== Segment start ==
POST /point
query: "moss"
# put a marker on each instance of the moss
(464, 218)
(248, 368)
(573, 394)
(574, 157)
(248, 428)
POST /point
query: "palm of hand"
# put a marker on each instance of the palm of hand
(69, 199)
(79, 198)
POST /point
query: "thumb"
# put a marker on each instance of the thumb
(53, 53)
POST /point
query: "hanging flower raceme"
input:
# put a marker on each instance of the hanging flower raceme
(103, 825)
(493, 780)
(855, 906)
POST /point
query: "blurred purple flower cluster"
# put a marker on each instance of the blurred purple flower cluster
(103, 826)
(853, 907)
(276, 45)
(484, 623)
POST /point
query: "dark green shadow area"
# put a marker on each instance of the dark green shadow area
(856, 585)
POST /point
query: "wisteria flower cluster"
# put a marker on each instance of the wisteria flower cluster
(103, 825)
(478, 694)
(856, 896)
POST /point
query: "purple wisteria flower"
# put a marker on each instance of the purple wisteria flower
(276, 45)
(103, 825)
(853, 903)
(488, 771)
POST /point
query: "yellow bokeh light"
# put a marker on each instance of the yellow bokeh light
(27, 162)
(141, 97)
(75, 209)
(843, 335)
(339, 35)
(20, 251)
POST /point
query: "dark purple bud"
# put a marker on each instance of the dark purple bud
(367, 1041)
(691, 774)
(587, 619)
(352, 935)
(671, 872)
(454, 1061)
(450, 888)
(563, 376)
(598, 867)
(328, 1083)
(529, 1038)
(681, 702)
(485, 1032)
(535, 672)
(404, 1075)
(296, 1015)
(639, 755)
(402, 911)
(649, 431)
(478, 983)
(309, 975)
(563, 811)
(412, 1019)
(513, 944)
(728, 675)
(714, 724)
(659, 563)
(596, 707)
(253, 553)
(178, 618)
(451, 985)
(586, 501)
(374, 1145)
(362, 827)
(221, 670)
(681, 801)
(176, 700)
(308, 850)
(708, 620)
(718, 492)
== Segment end ==
### TASK PROMPT
Could you reproduce, exactly as written, the lines running from the one with "# put a marker on each instance of the dark purple" to the end of the entries above?

### ANSWER SPACE
# put a marker on each instance of the dark purple bud
(367, 1041)
(691, 774)
(587, 619)
(352, 935)
(671, 872)
(454, 1061)
(450, 888)
(563, 376)
(598, 867)
(328, 1083)
(529, 1038)
(681, 702)
(485, 1032)
(535, 672)
(404, 1075)
(296, 1015)
(639, 755)
(402, 911)
(649, 431)
(478, 983)
(309, 975)
(563, 811)
(412, 1019)
(513, 944)
(728, 675)
(714, 724)
(659, 563)
(596, 707)
(253, 553)
(178, 618)
(451, 985)
(586, 501)
(374, 1145)
(362, 827)
(221, 670)
(681, 801)
(176, 700)
(308, 850)
(708, 620)
(718, 492)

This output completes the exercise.